[CHALLENGE] Copy out all of the material, matching it word for word.

[DATA LINES]
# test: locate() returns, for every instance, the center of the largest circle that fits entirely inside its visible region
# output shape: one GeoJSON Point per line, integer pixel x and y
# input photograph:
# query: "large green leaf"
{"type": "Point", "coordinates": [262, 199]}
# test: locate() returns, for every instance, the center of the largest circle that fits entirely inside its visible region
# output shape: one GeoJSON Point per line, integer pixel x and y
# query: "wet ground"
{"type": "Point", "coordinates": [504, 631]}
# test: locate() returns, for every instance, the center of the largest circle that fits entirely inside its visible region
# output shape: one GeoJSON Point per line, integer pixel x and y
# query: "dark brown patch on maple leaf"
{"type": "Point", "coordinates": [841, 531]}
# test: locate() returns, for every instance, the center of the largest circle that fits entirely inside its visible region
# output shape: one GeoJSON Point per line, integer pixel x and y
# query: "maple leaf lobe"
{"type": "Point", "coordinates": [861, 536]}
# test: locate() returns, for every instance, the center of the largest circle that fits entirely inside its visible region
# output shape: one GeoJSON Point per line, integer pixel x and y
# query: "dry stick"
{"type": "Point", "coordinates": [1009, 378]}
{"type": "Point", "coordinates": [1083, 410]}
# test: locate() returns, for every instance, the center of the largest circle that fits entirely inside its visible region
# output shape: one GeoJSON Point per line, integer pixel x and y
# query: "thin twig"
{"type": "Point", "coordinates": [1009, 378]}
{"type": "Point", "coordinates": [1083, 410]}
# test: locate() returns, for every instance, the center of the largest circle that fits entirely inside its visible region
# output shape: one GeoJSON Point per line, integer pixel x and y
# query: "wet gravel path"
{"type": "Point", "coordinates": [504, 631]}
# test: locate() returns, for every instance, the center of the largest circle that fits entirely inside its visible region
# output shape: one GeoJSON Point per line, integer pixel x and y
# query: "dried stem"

[ANSWER TO THE EXERCISE]
# test: locate() returns, for every instance, the center of the largest circle that fits entirely inside its visible region
# output shape: one GeoJSON Point per line, integer pixel x and y
# input photograph:
# query: "large green leaf"
{"type": "Point", "coordinates": [262, 199]}
# test: locate() returns, for every instance, the center of the largest circle that fits entirely inside its visible region
# output shape: one GeoJSON Point per line, integer pixel x and y
# query: "wet ground"
{"type": "Point", "coordinates": [504, 631]}
# test: locate() returns, for every instance, the center of the largest circle that fits entirely inside its visible region
# output shape: one GeoJSON Point per line, integer pixel x and y
# query: "dark brown patch on maple leaf"
{"type": "Point", "coordinates": [841, 531]}
# test: locate() returns, for every instance, the center of the largest circle that fits entirely inside its visible region
# output shape: one GeoJSON Point per line, integer pixel x and y
# query: "maple leaf lobe"
{"type": "Point", "coordinates": [861, 536]}
# test: locate() returns, for every instance, the center of the largest circle that fits entirely inside its visible region
# output shape: one GeoJSON Point per line, integer pixel x and y
# query: "dry stick"
{"type": "Point", "coordinates": [1009, 378]}
{"type": "Point", "coordinates": [1083, 410]}
# test: locate() returns, for every instance, the center of the largest circle that fits entirely inside its visible region
# output shape: one GeoJSON Point per line, integer pixel x and y
# query: "thin twig"
{"type": "Point", "coordinates": [1009, 378]}
{"type": "Point", "coordinates": [1083, 410]}
# test: locate() returns, for every instance, the center of the largest circle that fits entirely inside its visible region
# output shape: one GeoJSON Point per line, integer pixel x and y
# query: "wet gravel path"
{"type": "Point", "coordinates": [504, 631]}
# test: locate() returns, for every instance, the center of the largest circle that fits entirely inside its visible region
# output shape: one GeoJSON Point per line, integer pixel x and y
# query: "dried stem"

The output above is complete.